| TASKS AND EXERCISES |
[A] From the Azure Data Catalog page below, write out again the passage that opens with the words containing "ADC MainNo one" and closes with "the setup process.", substituting "domain expert" for "subject matter expert".
[B] According to the Azure Data Catalog page below, which suite is the service part of?

| SOURCE |
— start —

Discovering and enriching your data assets with Microsoft Azure Data Catalog

ADC MainNo one has the urge to volunteer for documenting every solution delivered, especially when it comes to data assets. Without the help of a reliable subject matter expert, there are times when it can be difficult to locate the required data source or to understand the meaning behind the data. When I first heard about Microsoft Azure Data Catalog, I was intrigued by how Microsoft were planning to address the notion of many people, “documentation is boring.” My curiosity lead me to an exciting discovery!

To get started, all you need is an Azure subscription. Jump into the Azure Data Catalog Portal and enter the required information. I found it very easy to setup and configure – it took me less than 10 minutes to complete the setup process.

An introduction to Azure Data Catalog

Microsoft Azure Data Catalog is a fully managed cloud-based service, part of Cortana Intelligence Suite – a unified set of tools for building high-performance analytic solutions. It acts as a central repository for information about your data sources, allowing you to discover your registered enterprise data assets. Your metadata (information about your data) can be structural (i.e. database name, table name, column name, data type, etc.) and descriptive (extended property of an object for annotation). Since it is a fully-managed, there is no need to invest in a costly server to get started, there’s no additional manpower and you don’t need to worry about maintenance costs.

— end —

| INFORMATION PROVIDED |

— start —

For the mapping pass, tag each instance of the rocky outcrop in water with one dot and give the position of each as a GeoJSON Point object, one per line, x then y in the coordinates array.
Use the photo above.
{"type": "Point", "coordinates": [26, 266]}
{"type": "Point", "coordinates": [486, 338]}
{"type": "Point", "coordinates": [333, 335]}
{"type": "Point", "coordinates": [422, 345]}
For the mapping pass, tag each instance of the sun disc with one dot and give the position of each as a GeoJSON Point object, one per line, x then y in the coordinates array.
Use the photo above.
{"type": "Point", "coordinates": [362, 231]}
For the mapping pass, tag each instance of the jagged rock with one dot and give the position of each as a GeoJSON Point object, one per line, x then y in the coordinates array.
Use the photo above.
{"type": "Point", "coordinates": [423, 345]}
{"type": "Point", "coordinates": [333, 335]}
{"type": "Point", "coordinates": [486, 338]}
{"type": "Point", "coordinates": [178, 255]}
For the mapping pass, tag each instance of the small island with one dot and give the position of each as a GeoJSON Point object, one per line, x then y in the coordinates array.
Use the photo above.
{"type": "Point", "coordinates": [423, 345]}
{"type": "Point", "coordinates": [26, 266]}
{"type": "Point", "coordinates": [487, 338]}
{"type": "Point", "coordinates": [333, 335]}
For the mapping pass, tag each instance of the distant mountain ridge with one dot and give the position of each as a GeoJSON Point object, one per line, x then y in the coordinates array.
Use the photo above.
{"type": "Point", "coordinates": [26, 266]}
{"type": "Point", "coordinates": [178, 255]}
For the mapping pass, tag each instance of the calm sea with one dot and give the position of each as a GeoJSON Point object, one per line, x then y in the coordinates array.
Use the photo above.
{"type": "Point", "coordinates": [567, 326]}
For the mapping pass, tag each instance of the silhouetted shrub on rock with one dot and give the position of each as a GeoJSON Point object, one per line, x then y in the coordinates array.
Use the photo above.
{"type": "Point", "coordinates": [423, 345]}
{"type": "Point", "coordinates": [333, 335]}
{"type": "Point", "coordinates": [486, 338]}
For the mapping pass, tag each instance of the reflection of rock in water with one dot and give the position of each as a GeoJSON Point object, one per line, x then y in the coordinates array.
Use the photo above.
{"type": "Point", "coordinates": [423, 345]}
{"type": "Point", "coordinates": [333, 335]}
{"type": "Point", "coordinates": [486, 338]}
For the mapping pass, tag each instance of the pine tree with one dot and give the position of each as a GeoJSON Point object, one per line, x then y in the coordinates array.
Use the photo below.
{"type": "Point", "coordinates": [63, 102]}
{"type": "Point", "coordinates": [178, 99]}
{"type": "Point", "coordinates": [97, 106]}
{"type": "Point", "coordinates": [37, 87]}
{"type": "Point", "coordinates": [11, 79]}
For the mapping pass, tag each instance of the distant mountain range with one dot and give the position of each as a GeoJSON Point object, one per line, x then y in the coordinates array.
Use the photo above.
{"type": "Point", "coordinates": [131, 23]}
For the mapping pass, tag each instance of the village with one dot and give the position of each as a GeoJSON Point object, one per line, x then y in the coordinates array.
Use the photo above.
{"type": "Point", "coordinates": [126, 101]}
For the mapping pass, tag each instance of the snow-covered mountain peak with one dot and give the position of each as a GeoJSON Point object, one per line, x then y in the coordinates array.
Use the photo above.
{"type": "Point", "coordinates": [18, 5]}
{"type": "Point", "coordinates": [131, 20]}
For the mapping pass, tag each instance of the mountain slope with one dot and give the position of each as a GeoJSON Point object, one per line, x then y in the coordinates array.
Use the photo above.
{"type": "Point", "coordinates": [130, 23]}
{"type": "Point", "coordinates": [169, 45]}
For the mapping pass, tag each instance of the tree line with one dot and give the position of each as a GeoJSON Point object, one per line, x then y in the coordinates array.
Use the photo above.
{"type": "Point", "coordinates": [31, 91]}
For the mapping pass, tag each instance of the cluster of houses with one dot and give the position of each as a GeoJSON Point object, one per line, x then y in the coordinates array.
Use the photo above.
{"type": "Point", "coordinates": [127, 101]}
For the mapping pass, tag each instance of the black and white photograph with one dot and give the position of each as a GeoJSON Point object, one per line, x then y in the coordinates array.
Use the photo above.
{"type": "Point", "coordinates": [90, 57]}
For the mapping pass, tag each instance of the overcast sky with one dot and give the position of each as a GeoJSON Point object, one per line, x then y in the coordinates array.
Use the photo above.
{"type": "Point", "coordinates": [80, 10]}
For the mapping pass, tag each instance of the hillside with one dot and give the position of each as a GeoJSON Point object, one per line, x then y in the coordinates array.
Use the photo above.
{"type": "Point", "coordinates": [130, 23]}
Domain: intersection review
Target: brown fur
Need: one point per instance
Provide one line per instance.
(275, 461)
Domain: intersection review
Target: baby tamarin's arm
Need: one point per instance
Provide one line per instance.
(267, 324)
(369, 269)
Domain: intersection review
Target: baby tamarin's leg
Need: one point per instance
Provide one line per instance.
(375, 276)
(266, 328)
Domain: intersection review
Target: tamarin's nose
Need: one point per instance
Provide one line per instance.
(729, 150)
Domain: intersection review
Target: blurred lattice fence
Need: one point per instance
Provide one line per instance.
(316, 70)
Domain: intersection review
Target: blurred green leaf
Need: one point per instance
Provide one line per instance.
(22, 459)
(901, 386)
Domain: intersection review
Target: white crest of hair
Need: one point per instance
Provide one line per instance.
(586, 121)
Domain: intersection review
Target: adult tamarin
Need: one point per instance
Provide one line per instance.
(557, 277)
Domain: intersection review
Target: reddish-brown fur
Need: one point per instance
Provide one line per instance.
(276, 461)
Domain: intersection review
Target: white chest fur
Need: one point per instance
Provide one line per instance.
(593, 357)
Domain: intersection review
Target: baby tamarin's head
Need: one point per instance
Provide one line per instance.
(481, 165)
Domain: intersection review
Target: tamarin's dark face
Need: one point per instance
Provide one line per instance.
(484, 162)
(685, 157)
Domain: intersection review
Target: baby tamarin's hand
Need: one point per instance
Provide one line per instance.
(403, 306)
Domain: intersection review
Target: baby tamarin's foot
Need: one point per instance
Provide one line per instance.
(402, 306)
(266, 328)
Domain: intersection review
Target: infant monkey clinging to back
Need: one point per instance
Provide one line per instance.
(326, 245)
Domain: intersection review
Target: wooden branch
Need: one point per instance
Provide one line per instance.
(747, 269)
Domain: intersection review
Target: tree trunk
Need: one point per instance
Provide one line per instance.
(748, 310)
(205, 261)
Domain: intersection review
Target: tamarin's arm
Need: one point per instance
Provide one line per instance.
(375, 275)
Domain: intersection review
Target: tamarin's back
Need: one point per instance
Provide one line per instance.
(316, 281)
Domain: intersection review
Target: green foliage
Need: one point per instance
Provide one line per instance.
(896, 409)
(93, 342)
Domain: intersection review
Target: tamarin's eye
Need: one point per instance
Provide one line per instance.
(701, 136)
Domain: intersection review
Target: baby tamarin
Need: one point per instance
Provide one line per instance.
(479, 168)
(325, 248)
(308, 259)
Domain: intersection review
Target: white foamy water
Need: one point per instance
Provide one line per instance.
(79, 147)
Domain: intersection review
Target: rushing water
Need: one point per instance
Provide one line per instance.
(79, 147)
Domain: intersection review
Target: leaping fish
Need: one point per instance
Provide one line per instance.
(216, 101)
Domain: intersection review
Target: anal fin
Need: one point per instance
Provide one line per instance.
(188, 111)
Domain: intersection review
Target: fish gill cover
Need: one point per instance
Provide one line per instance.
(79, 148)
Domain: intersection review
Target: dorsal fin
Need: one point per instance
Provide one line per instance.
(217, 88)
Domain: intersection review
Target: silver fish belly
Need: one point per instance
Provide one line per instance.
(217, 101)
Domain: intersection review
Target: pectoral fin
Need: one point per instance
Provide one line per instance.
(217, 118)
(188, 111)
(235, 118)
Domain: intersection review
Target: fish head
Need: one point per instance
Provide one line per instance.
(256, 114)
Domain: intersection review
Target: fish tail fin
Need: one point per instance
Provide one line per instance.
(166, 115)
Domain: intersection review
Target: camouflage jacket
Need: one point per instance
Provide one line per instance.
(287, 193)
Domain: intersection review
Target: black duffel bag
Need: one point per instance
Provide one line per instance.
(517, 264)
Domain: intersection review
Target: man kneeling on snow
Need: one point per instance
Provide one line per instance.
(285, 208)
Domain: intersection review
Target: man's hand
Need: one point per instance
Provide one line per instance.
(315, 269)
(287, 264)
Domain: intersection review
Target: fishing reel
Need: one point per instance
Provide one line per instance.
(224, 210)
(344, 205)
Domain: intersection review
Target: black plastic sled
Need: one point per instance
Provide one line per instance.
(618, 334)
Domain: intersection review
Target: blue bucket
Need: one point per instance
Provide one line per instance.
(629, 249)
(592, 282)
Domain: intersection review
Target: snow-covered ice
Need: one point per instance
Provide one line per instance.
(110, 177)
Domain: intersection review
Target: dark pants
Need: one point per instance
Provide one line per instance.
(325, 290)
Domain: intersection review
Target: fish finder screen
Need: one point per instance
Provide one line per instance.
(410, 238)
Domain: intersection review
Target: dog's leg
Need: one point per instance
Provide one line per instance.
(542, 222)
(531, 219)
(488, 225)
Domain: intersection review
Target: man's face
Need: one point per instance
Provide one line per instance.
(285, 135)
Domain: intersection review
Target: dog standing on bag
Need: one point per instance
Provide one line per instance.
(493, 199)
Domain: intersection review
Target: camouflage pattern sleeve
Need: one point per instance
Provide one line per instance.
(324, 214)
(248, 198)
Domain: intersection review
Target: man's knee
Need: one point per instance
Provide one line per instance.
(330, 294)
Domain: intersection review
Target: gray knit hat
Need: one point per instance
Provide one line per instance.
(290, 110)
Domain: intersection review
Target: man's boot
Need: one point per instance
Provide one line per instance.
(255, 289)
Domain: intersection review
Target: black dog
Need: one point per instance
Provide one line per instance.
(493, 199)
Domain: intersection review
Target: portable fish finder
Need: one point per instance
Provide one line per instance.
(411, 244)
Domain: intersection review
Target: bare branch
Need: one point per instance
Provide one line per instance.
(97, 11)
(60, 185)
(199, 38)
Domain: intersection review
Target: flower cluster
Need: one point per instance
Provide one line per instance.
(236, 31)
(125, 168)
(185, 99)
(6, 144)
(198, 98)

— end —

| FULL SOLUTIONS |
[A]
ADC MainNo one has the urge to volunteer for documenting every solution delivered, especially when it comes to data assets. Without the help of a reliable domain expert, there are times when it can be difficult to locate the required data source or to understand the meaning behind the data. When I first heard about Microsoft Azure Data Catalog, I was intrigued by how Microsoft were planning to address the notion of many people, “documentation is boring.” My curiosity lead me to an exciting discovery!

To get started, all you need is an Azure subscription. Jump into the Azure Data Catalog Portal and enter the required information. I found it very easy to setup and configure – it took me less than 10 minutes to complete the setup process.

[B] Cortana Intelligence Suite